# Data supplied start

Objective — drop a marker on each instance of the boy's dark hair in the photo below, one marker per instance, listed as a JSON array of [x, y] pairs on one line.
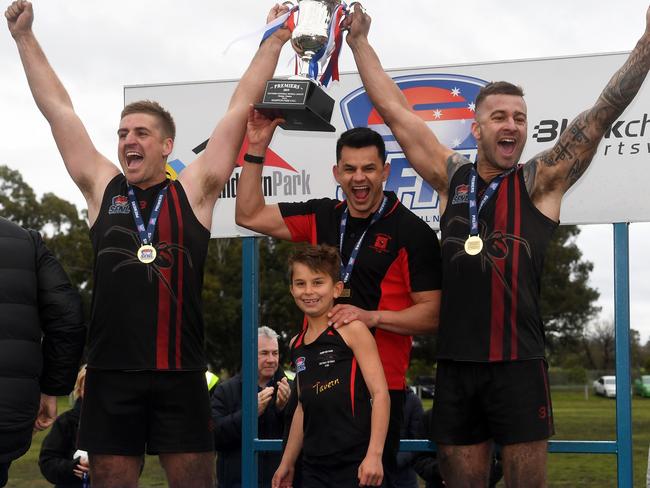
[[167, 125], [361, 137], [321, 258], [497, 88]]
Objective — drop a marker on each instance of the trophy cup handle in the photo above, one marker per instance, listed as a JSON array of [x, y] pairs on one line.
[[355, 5]]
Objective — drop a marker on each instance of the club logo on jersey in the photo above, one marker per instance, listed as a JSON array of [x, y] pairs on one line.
[[446, 103], [326, 358], [381, 243], [300, 364], [119, 205], [461, 195]]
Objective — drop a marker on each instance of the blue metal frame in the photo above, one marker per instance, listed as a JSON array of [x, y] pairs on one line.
[[622, 446], [250, 319], [622, 342]]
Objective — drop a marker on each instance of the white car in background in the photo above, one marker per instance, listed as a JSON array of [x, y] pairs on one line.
[[606, 386]]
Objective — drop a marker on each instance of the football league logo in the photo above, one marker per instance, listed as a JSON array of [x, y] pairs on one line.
[[446, 103], [119, 205], [300, 364]]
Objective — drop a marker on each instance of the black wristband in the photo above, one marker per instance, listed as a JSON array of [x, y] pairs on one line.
[[249, 158]]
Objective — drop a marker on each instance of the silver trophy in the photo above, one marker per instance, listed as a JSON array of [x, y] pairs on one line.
[[300, 100]]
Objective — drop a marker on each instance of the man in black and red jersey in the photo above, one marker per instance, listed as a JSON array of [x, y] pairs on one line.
[[391, 258], [145, 384], [496, 220]]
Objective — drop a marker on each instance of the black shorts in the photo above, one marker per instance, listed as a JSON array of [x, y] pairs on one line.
[[340, 470], [509, 402], [124, 412]]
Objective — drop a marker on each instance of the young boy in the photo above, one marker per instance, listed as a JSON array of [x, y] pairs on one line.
[[341, 434]]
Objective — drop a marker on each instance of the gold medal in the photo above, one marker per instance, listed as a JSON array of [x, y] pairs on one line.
[[147, 254], [473, 245]]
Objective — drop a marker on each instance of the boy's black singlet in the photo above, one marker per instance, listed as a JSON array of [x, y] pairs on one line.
[[147, 316], [334, 397], [490, 302]]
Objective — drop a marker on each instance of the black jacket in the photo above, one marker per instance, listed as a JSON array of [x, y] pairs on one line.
[[227, 416], [42, 334], [59, 445]]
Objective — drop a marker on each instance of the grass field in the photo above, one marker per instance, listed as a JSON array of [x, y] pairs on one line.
[[575, 419]]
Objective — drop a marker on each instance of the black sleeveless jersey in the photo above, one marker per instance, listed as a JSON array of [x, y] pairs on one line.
[[490, 302], [147, 316], [334, 397]]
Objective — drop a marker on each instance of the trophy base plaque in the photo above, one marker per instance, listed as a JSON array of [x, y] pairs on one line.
[[301, 103]]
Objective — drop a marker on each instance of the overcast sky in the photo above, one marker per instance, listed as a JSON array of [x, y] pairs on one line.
[[98, 47]]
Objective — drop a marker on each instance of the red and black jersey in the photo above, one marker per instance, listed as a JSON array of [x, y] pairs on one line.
[[334, 397], [147, 316], [400, 254], [490, 302]]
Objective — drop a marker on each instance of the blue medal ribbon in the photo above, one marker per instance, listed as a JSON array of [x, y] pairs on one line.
[[347, 270], [489, 191], [146, 234]]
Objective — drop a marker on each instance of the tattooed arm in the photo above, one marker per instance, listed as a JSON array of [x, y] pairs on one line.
[[550, 174]]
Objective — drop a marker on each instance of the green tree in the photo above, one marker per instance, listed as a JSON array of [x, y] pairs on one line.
[[222, 292], [567, 300], [64, 231]]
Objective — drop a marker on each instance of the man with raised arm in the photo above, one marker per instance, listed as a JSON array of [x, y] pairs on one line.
[[492, 381], [145, 384], [391, 259]]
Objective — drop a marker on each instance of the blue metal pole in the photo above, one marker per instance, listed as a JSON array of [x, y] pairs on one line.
[[622, 331], [250, 318]]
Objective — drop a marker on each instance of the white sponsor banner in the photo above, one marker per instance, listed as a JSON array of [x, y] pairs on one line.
[[557, 89]]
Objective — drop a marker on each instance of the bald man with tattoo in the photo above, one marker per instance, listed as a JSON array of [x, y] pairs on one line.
[[497, 217]]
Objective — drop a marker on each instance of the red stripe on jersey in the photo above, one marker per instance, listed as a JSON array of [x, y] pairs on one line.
[[179, 303], [164, 305], [549, 408], [515, 268], [300, 336], [302, 228], [395, 349], [353, 374], [498, 290]]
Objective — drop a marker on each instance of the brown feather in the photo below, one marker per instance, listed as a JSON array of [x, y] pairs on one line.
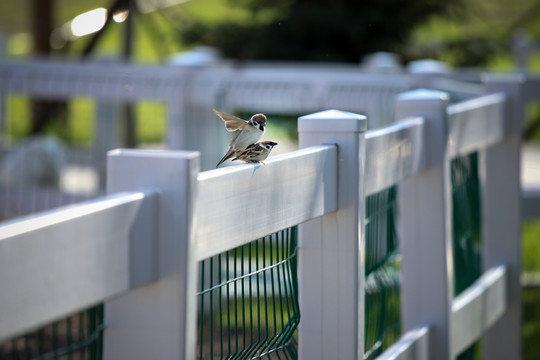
[[232, 123]]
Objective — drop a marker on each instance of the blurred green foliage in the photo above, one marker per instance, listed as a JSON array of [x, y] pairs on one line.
[[307, 30]]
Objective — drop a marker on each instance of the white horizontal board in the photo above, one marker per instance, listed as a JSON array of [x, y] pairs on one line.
[[475, 124], [477, 308], [112, 82], [411, 346], [55, 263], [239, 204], [394, 153]]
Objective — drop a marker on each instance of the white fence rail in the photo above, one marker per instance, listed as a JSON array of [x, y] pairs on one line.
[[323, 188], [101, 249]]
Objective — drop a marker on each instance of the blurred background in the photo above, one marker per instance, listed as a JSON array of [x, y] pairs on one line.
[[78, 78]]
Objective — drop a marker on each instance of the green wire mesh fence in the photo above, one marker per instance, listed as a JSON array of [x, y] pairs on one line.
[[248, 300], [78, 337], [382, 284], [466, 222]]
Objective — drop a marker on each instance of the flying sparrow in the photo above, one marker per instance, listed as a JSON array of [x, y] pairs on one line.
[[256, 152], [250, 132]]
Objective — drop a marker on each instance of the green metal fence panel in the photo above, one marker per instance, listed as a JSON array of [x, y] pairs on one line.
[[466, 222], [76, 337], [382, 286], [248, 300]]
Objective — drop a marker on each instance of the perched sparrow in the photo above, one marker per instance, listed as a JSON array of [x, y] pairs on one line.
[[256, 152], [250, 132]]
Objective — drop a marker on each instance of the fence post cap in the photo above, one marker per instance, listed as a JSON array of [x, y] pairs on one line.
[[332, 121], [423, 94]]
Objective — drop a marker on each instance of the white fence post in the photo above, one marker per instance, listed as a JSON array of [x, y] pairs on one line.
[[424, 227], [501, 218], [331, 257], [158, 320]]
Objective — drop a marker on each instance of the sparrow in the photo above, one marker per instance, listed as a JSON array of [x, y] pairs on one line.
[[256, 152], [250, 132]]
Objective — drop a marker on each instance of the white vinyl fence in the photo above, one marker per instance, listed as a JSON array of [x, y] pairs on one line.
[[137, 248]]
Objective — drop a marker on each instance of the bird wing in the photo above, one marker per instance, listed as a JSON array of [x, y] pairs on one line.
[[249, 153], [232, 123]]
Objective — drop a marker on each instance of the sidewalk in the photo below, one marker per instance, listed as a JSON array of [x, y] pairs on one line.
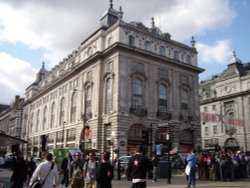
[[178, 181]]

# Data supplied end

§ What is expected:
Could you reproduce every entry above word for word, leaving out the pictures?

§ Task solution:
Objective — drop a marker on each instance of the boy's dark hair in the photo below, one marker per instance, listed as a JSON array of [x, y] pairs on one line.
[[167, 125], [361, 137], [321, 258], [497, 88]]
Objective — drop a marker on each instance of the trophy cup handle in the photo above, one marker per instance, listed as a JSON array of [x, y] pairs on one line.
[[355, 5]]
Objective — drop a marker on each instance of the club logo on jersey in the photo above, one marker per instance, listed as a JSON array of [x, y] pairs on one line.
[[446, 103], [326, 358], [381, 243], [300, 364], [119, 205], [461, 195]]
Objective — drop a marker on each instance of the blue metal frame in the photo above, one marker per instance, listed as a JSON array of [x, y] pairs on one line.
[[622, 446], [250, 319], [622, 342]]
Objective — drop a marker on each instance of the white car in background in the photo above, one marker per instance, listed as a JSON array of [x, y] pairs on one line.
[[606, 386]]
Objective — drop a marker on each instance of the football league logo in the photo above, one marker per instance, listed as a JSON array of [x, y] pairs on one line.
[[446, 103], [119, 205], [300, 364]]
Objective — drop a marker on each instance of the black wristband in the photo above, one marker per instance, listed as a JSON array of [x, y] pairs on one line.
[[249, 158]]
Objective — drop a marker on each instance of the silver trophy in the photo above, one marker per instance, listed as a JSON array of [x, y] pairs on one line.
[[300, 100]]
Objective — drop a marker on each instance of the man in black and red jersey in the photo above, one marker per instance, listed as a JSON array of [x, y] pairs on one line.
[[391, 258], [145, 384], [496, 220]]
Objective — drop a marker on each instance of the black shorts in the photo above, one marker per instance, listed as a JSON array of [x, y] pairs on one line.
[[340, 470], [509, 402], [124, 412]]
Objective — drop a marker on each instance of the young boy in the photo above, one marker per instance, listed as a JSON array of [x, y] pairs on one line.
[[341, 434]]
Objective — drop a marker on each instance of the gold medal in the photo above, one marker per instance, listed as a JSON array of [x, y] pairs on one line.
[[147, 254], [473, 245]]
Objective — drop a marker on each instance of the boy's black singlet in the photo above, one marker per instance, listed as a JSON array of [x, y] pairs on one line.
[[147, 316], [334, 397], [490, 302]]
Objective — drop a marker on each instance of the black jacket in the photo above, one marker per instance, listed as a JSON array of [x, y] pairs on one line.
[[227, 416], [42, 334], [59, 445]]
Objective — drop a marker on each instance of the grass field in the photo above, one marker per instance, listed as a JSON array of [x, y] pairs on one line.
[[575, 419]]
Objective — drop a marker on each instance of the black sleeveless jersey in the photo above, one marker per instance, listed as a JSON array of [x, y] pairs on one line.
[[490, 302], [147, 316], [334, 397]]
Objective — drop a marker on each instance of the trophy base plaque in the photo above, one marker per instance, listed as a JSON array of [x, y] pairs on one line.
[[301, 103]]
Objective — drop a marker on each instance of the overcast sky in the photo above, one marker per instance, listed as a JSON array of [x, y] pairs on one line.
[[98, 47]]
Objective — drop a marker on each instance of the red and black jersey in the photo above, one marker per instance, listed as a JSON array of [x, y] pairs on one line.
[[334, 397], [147, 316], [400, 254], [490, 302]]
Objective — drop a marker on each instance of the blue medal ribbon in the photo above, one marker per instance, listed as a JSON array of [x, y] pairs on one line.
[[347, 270], [489, 191], [146, 234]]
Objective — drop a marker on each instance of the tattooed arm in the photo above, one marker per instance, listed as a JSON array of [x, y] pairs on one line.
[[550, 174]]
Objective — drop a marker on each instance of the green tree in the photo above, one marker per instance, listed as a JSON array of [x, y] pairs on one line.
[[222, 292], [567, 300], [64, 231]]
Objective — drop a marker on each instance of the man with raised arm in the photo above, one marker per instance, listed as a JSON array of [x, y] pairs on one line.
[[492, 381], [145, 384], [391, 259]]
Objective — drop a marker on each instance of the blue metal pole in the photo above, one marker per instance, listed as a JSON array of [x, y] pairs on one line.
[[622, 331], [250, 318]]
Objective — drop a marker on each instance of the white sponsor banner in the photo above, one marker per instance, listed as a JSON array of [x, y] pairs on one line.
[[557, 89]]
Objective — drop a marker on each instance of the bald man with tattoo in the photo above, one marker per instance, listed as a JSON array of [x, y] pairs on one line.
[[497, 217]]
Objective — drop a marker on each instance of the red stripe on jersey in the photo above, one marker per instance, listed as a JSON array of [x, y] pairs on one line.
[[179, 303], [164, 305], [549, 408], [515, 268], [300, 336], [302, 228], [395, 349], [353, 374], [498, 290]]
Objective — drop a marker on each instance of the brown feather in the photo below, one marker per instance, listed as a JSON array of [x, y] pairs on one line.
[[232, 123]]
Objective — drop a marker on each instance of the blurred green foliage in the photo above, one marker per instance, listed as a JSON array of [x, y] pairs on one line.
[[307, 30]]
Objective — drop a marker on each instance of the white horizontal board in the photo above, one marker per instance, listed as a JSON array of [x, y] pairs on one line.
[[475, 124], [477, 308], [112, 82], [411, 346], [55, 263], [239, 204], [394, 153]]
Objective — drop a marker on each instance of the white fence rail in the photo above, one marker per instance, listed as a JSON array of [x, y] pairs on one line.
[[323, 188], [101, 249]]
Objective — drop a marker on each instance of the blurred background in the photo above, one marker per instance, listed as a JSON array of [x, y] pairs on one line.
[[78, 78]]
Objective — drop a marker on each instance of the green wire mesh fence in the photo above, one marker per instance, listed as a JSON array of [x, y] pairs on one line.
[[248, 300], [78, 337], [382, 284], [466, 222]]
Objective — drop a marker on each instance of the flying sparrow in the photo above, one marker per instance, listed as a JSON array of [x, y] pairs on one line.
[[256, 152], [250, 132]]
Objective — drop a marker on each instance of the green metal fence panel in the photo above, one marker per instance, listed as a JSON array of [x, y] pairs on one line.
[[466, 222], [76, 337], [382, 286], [248, 300]]
Objective — drop a marker on each instance of the perched sparrow in the photo above, one marker per instance, listed as a JSON array of [x, y] pairs on one line.
[[256, 152], [250, 132]]
Objective — drop a marker on each instance of the fence post cap in the photo above, one marker per instance, listed as a JSON array of [x, y] pairs on one line.
[[332, 121], [423, 94]]
Objective — drop a marker on each instance of the white fence post in the photo above, one marker per instance, listed as a JSON array of [x, y] pairs on one line.
[[424, 227], [501, 218], [331, 257], [158, 320]]
Objective — drop a marker on each instance of the sparrow in the photo above, one marker per instance, listed as a JSON array of [x, y] pairs on one line.
[[256, 152], [250, 132]]
Objective — drop a marker on each instance of the white vinyl fence in the photo above, one marker per instance, listed as a JSON array of [x, y] pairs on one line.
[[137, 248]]
Objective — drop a marker on each instance of the bird wing in the photo above, one marker per instance, listed as a JSON array of [x, y] pairs on one line.
[[249, 153], [232, 123]]
Objective — drop a marker on each instance of the sidewalk in the photo below, one marker per instance, listed as a JSON array of [x, y] pairs on one line.
[[178, 181]]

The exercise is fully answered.